**Prompt:**
Lay out the items from the line containing "the green grass" through the line containing "point(76, 127)" as a two-column CSV with the headers text and answer, one row per item. Put each value in a single quoted field, with any line breaks replaced by spaces.

**Material to process:**

########################################

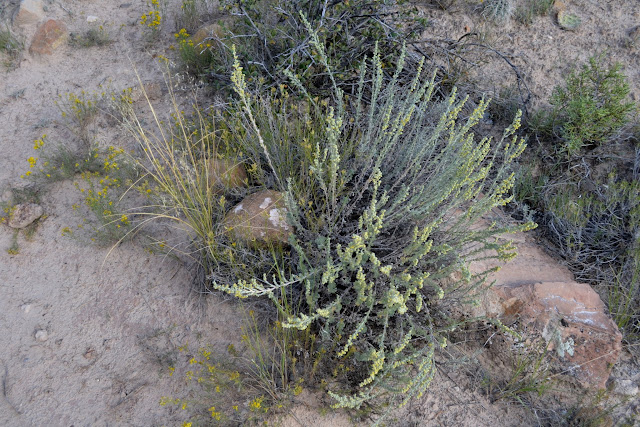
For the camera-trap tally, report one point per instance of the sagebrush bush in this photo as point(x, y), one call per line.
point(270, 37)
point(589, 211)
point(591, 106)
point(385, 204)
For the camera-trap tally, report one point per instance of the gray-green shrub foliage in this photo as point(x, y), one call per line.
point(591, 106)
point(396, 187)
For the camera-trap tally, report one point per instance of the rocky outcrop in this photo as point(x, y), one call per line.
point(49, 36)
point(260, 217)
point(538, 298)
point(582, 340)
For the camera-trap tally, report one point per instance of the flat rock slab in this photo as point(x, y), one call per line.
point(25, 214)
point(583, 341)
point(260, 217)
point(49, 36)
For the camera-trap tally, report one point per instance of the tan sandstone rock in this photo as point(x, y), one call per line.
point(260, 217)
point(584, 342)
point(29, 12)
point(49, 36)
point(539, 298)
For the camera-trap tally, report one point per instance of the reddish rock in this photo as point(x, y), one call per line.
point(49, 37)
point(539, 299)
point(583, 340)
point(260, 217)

########################################

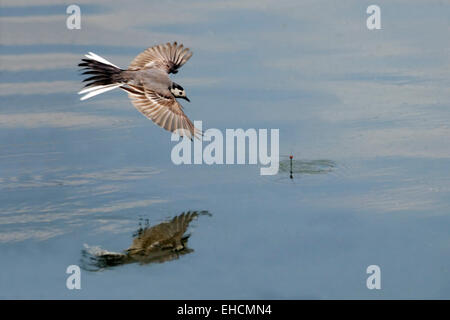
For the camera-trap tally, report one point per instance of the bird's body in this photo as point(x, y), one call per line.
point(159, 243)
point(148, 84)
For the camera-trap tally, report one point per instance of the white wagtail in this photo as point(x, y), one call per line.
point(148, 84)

########################################

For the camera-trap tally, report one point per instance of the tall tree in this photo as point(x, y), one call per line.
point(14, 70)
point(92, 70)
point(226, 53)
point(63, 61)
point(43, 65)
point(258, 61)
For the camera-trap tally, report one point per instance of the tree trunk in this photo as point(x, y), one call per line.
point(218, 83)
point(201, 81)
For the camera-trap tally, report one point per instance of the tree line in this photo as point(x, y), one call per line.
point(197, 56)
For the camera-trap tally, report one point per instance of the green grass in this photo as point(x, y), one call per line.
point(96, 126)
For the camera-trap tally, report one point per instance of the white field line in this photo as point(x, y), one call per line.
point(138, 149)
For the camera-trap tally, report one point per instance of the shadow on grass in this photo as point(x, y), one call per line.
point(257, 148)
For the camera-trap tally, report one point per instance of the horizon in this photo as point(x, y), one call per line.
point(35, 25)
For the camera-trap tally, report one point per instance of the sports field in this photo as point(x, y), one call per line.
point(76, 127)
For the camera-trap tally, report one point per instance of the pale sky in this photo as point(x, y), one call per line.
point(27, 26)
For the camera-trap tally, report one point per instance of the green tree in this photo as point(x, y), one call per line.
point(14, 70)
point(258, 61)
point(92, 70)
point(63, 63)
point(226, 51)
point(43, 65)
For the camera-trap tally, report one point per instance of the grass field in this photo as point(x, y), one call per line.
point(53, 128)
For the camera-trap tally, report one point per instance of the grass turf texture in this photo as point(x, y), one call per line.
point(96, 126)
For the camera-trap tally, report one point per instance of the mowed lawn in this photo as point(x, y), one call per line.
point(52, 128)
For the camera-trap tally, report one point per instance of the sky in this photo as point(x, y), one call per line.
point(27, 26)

########################################

**Result for this exercise:**
text,answer
"For the camera-trap tally, report one point per instance of the green grass in this photo as point(x, y), one call per line.","point(96, 126)"
"For the camera-trap tally, report one point per instance of the white field line in this photo as point(x, y), one call per line.","point(138, 149)"
"For the camera-trap tally, report one point per instance of the shadow on grass in this photo as point(x, y), one call per line.","point(257, 148)"
"For the camera-trap tally, report one point per instance of the horizon in this photo as point(x, y), one call per line.","point(35, 25)"
"For the camera-trap tally, report one point per instance of the sports field in this photo as point(x, y), one call per line.","point(76, 127)"